● Exercise directions:
Retype the entries below word for word, leaving out every picture.

● Segmentation mask data:

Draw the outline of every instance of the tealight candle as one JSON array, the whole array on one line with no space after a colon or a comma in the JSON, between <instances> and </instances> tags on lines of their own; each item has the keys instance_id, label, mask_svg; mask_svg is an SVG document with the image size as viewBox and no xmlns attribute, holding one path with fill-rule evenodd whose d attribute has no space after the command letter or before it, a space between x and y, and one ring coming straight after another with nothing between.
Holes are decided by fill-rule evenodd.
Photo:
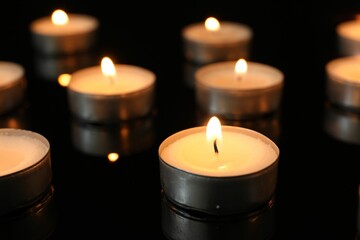
<instances>
[{"instance_id":1,"label":"tealight candle","mask_svg":"<svg viewBox=\"0 0 360 240\"><path fill-rule=\"evenodd\" d=\"M328 62L326 94L335 105L360 110L360 57L349 56Z\"/></svg>"},{"instance_id":2,"label":"tealight candle","mask_svg":"<svg viewBox=\"0 0 360 240\"><path fill-rule=\"evenodd\" d=\"M338 51L341 56L360 54L360 19L340 23L336 27Z\"/></svg>"},{"instance_id":3,"label":"tealight candle","mask_svg":"<svg viewBox=\"0 0 360 240\"><path fill-rule=\"evenodd\" d=\"M87 122L116 122L143 117L154 105L155 74L142 67L116 64L78 70L67 88L71 112Z\"/></svg>"},{"instance_id":4,"label":"tealight candle","mask_svg":"<svg viewBox=\"0 0 360 240\"><path fill-rule=\"evenodd\" d=\"M247 58L252 35L245 24L209 17L182 30L185 58L200 64Z\"/></svg>"},{"instance_id":5,"label":"tealight candle","mask_svg":"<svg viewBox=\"0 0 360 240\"><path fill-rule=\"evenodd\" d=\"M34 48L47 55L87 51L96 43L99 21L85 14L67 14L61 9L34 20L30 31Z\"/></svg>"},{"instance_id":6,"label":"tealight candle","mask_svg":"<svg viewBox=\"0 0 360 240\"><path fill-rule=\"evenodd\" d=\"M40 199L51 187L50 145L42 135L0 129L0 215Z\"/></svg>"},{"instance_id":7,"label":"tealight candle","mask_svg":"<svg viewBox=\"0 0 360 240\"><path fill-rule=\"evenodd\" d=\"M225 61L207 64L195 73L199 108L225 119L245 119L279 108L284 75L269 65Z\"/></svg>"},{"instance_id":8,"label":"tealight candle","mask_svg":"<svg viewBox=\"0 0 360 240\"><path fill-rule=\"evenodd\" d=\"M26 85L25 70L21 65L0 61L0 114L19 105Z\"/></svg>"},{"instance_id":9,"label":"tealight candle","mask_svg":"<svg viewBox=\"0 0 360 240\"><path fill-rule=\"evenodd\" d=\"M250 129L221 126L180 131L159 147L164 194L175 204L215 215L253 211L276 188L279 149Z\"/></svg>"}]
</instances>

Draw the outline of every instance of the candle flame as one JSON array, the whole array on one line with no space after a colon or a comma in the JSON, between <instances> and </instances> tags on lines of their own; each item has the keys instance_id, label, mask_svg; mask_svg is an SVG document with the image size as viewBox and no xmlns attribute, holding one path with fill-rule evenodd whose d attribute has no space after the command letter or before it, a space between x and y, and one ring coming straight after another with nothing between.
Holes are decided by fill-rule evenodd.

● Solved exercise:
Draw the outline of every instance of the tealight candle as one JSON array, the whole array on one line with no space after a colon or a comma in the JSON, between <instances> and </instances> tags on lines of their own; each item has the keys instance_id, label, mask_svg; mask_svg is an SVG document with the image size as viewBox and no xmlns attribute, holding one path with fill-rule evenodd whose d attribute has no space after the command letter or before it, a space between x and y, and one ring coming straight after another with nothing between.
Holes are decided by fill-rule evenodd.
Photo:
<instances>
[{"instance_id":1,"label":"tealight candle","mask_svg":"<svg viewBox=\"0 0 360 240\"><path fill-rule=\"evenodd\" d=\"M328 62L326 94L335 105L360 110L360 57L349 56Z\"/></svg>"},{"instance_id":2,"label":"tealight candle","mask_svg":"<svg viewBox=\"0 0 360 240\"><path fill-rule=\"evenodd\" d=\"M338 51L341 56L360 54L360 19L340 23L336 27Z\"/></svg>"},{"instance_id":3,"label":"tealight candle","mask_svg":"<svg viewBox=\"0 0 360 240\"><path fill-rule=\"evenodd\" d=\"M87 122L116 122L143 117L154 105L155 74L142 67L116 64L78 70L67 88L71 112Z\"/></svg>"},{"instance_id":4,"label":"tealight candle","mask_svg":"<svg viewBox=\"0 0 360 240\"><path fill-rule=\"evenodd\" d=\"M247 58L252 35L245 24L209 17L182 30L185 58L200 64Z\"/></svg>"},{"instance_id":5,"label":"tealight candle","mask_svg":"<svg viewBox=\"0 0 360 240\"><path fill-rule=\"evenodd\" d=\"M34 48L47 55L87 51L96 43L99 21L85 14L67 14L61 9L34 20L30 31Z\"/></svg>"},{"instance_id":6,"label":"tealight candle","mask_svg":"<svg viewBox=\"0 0 360 240\"><path fill-rule=\"evenodd\" d=\"M40 199L51 187L50 145L42 135L0 129L0 215Z\"/></svg>"},{"instance_id":7,"label":"tealight candle","mask_svg":"<svg viewBox=\"0 0 360 240\"><path fill-rule=\"evenodd\" d=\"M225 61L207 64L195 73L199 108L225 119L245 119L279 108L284 75L269 65Z\"/></svg>"},{"instance_id":8,"label":"tealight candle","mask_svg":"<svg viewBox=\"0 0 360 240\"><path fill-rule=\"evenodd\" d=\"M26 85L25 70L21 65L0 61L0 114L19 105Z\"/></svg>"},{"instance_id":9,"label":"tealight candle","mask_svg":"<svg viewBox=\"0 0 360 240\"><path fill-rule=\"evenodd\" d=\"M250 129L221 126L180 131L159 147L164 194L175 204L215 215L253 211L276 188L279 149Z\"/></svg>"}]
</instances>

Draw the outline of every instance of the candle flame as one JSON array, the whole array on one line with no space after a colon or a comma in the JSON, between <instances> and </instances> tags on lines of their own; each item has the keys instance_id, label, mask_svg; mask_svg is an SVG document with the image size as viewBox and no xmlns attribute, holding one path with fill-rule evenodd whose d attribute has no space after the command letter or before it, a space between x and y, and one ring coming straight after another with nothing between.
Holes are decided by fill-rule evenodd.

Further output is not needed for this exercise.